→ Required work: Find every line below where the string "instance" shows up, and copy those lines.

Stored data entries:
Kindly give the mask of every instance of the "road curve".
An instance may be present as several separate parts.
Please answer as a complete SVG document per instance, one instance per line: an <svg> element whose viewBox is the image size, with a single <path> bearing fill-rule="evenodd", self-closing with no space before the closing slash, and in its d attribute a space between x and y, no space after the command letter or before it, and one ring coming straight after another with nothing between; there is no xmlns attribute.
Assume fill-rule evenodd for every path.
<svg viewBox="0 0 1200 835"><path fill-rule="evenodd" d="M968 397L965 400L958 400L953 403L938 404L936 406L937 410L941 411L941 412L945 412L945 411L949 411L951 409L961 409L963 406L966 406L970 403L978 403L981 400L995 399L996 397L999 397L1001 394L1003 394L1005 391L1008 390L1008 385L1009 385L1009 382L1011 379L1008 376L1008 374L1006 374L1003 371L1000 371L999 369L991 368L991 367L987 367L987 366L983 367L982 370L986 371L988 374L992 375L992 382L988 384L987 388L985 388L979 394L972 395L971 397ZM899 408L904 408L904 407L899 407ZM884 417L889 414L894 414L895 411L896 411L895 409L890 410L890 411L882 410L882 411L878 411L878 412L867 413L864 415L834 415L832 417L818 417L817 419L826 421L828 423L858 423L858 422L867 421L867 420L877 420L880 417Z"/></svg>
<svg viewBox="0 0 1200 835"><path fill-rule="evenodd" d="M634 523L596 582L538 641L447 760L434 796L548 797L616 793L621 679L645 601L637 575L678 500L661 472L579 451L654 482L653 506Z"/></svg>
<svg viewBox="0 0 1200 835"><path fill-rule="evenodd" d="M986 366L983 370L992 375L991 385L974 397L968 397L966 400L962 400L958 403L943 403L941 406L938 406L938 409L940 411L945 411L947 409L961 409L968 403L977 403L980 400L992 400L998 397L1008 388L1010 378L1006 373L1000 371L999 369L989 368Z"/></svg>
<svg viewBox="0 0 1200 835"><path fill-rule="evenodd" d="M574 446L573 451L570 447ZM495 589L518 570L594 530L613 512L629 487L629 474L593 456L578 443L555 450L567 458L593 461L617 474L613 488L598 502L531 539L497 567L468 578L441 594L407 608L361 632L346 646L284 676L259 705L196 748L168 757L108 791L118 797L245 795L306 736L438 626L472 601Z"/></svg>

→ Answer:
Kindly give the mask of every instance of the "road curve".
An instance may be present as several separate parts.
Please answer as a complete SVG document per instance, one instance per line: an <svg> element whose viewBox is the image size, with a single <path> bearing fill-rule="evenodd", self-closing with no space before the closing slash, and in its d attribute a space between x and y, no space after the command letter or before it, and one ring coming straight after another with nothing between; there is no xmlns attribute.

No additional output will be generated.